Nothing in the records should differ when you write them out again.
#### SOURCE MATERIAL ####
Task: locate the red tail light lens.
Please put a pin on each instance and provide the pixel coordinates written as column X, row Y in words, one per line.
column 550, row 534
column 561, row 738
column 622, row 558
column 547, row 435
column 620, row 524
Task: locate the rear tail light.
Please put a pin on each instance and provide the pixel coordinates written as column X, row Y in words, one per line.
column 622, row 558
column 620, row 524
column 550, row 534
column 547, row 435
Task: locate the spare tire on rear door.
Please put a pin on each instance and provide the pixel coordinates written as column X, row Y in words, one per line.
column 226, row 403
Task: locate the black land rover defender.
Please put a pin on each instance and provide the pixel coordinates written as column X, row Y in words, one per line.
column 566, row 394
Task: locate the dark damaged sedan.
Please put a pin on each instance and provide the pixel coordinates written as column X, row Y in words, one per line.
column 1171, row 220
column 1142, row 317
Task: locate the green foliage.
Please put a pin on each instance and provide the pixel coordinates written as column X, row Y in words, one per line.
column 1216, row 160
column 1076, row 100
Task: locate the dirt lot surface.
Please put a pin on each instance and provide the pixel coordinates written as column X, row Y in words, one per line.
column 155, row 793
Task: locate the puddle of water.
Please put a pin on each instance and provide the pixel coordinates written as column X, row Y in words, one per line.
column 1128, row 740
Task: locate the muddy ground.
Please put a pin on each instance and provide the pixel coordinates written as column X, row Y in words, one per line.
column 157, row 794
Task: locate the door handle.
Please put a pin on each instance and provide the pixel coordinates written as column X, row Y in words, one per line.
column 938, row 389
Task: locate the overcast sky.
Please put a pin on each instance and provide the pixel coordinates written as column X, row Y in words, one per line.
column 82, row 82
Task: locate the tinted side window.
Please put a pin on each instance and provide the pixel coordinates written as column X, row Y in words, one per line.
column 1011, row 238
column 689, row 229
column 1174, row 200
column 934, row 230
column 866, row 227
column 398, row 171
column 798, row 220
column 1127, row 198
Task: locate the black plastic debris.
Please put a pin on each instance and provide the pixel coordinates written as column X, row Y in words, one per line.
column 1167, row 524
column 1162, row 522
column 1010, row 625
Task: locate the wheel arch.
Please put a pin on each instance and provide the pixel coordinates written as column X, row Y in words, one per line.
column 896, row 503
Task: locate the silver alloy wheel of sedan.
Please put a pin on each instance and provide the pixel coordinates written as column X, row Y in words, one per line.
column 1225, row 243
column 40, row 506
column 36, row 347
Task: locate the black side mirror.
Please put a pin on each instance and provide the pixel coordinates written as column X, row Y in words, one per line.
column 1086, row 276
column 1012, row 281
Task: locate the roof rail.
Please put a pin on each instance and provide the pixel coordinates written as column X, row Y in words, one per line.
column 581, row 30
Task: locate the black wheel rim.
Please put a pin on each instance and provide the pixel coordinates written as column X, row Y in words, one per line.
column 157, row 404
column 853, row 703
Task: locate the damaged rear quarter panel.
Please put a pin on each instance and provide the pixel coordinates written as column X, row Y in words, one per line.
####
RESULT:
Task: locate the red tail light lens.
Please put a pin on each instance and provide the pixel coordinates written as column X, row Y in words, one per line.
column 550, row 534
column 561, row 738
column 622, row 558
column 547, row 435
column 620, row 524
Task: locate the rear tail light.
Please put a pin on each instance and provide the pixel coordinates written as column X, row Y in words, one per line.
column 622, row 558
column 620, row 524
column 550, row 534
column 547, row 435
Task: locate the spare tire on rear door.
Please put a pin on each instance and provide the pixel coordinates written as column X, row Y in words, one per line.
column 226, row 403
Task: locate the black land rover defender.
Please put a pin on each instance and provide the pixel coordinates written as column X, row Y in words, one per line.
column 566, row 394
Task: locate the dark damaged sedan.
Please put a pin on each instance and provide the pixel coordinates written as column X, row Y in words, one per line.
column 1171, row 220
column 1142, row 317
Task: locate the green foliage.
Please put a pin on each instance and provide the pixel coordinates written as column X, row Y in words, one per line.
column 1216, row 160
column 1076, row 100
Task: locate the dirt lot surface.
Please put a pin on each instance and provide the pixel coordinates written as column X, row Y in words, one per line.
column 155, row 793
Task: locate the puddle of water.
Please put a pin on each instance and provide the pixel coordinates written as column X, row Y in words, one per line.
column 1128, row 740
Task: locate the muddy ground.
Please put a pin on each instance and provide the pixel coordinates written as column X, row Y in words, one per line.
column 157, row 794
Task: locate the door handle.
Please put a pin on each instance and provide the pixel coordinates written as column X, row Y in words, one per line.
column 938, row 389
Task: locate the overcast sky.
Please put a pin on each instance and provide the pixel coordinates written as column X, row Y in words, one per line.
column 82, row 82
Task: locate the tinted side window.
Please put a pin on each instance and provide the pixel coordinates written as column X, row Y in words, one per line.
column 1011, row 238
column 689, row 229
column 1174, row 200
column 934, row 230
column 866, row 227
column 398, row 171
column 798, row 220
column 1127, row 198
Task: locate the black plastic debris.
Please put a pin on each instance and provide the pixel coordinates written as column X, row Y in words, one per line.
column 1167, row 524
column 1162, row 522
column 1010, row 625
Task: locate the wheel arch.
Please put a pin on each instance and provide the pixel coordinates written as column X, row Y in words, one per line.
column 896, row 503
Task: locate the silver alloy wheel of sedan.
Please put a pin on each instance and provide the pixel coordinates written as column X, row Y in words, one per line.
column 1225, row 243
column 40, row 506
column 36, row 347
Task: locate the black side mirror.
Please put a pin on each instance and provide the pixel coordinates written as column X, row Y in words, one per line.
column 1086, row 276
column 1012, row 281
Task: locate the roof rail.
Please put a pin on each instance and provide the pixel coordinates written as column X, row Y in words, one per line.
column 581, row 30
Task: locate the black wheel rim.
Please put a pin on each instance and provide the pixel coordinates written as column X, row Y in words, one per line.
column 157, row 404
column 853, row 703
Task: locate the damaged rear quarter panel.
Please put a pin on each instance and provide the pixel coordinates written as column X, row Y in words, one per line.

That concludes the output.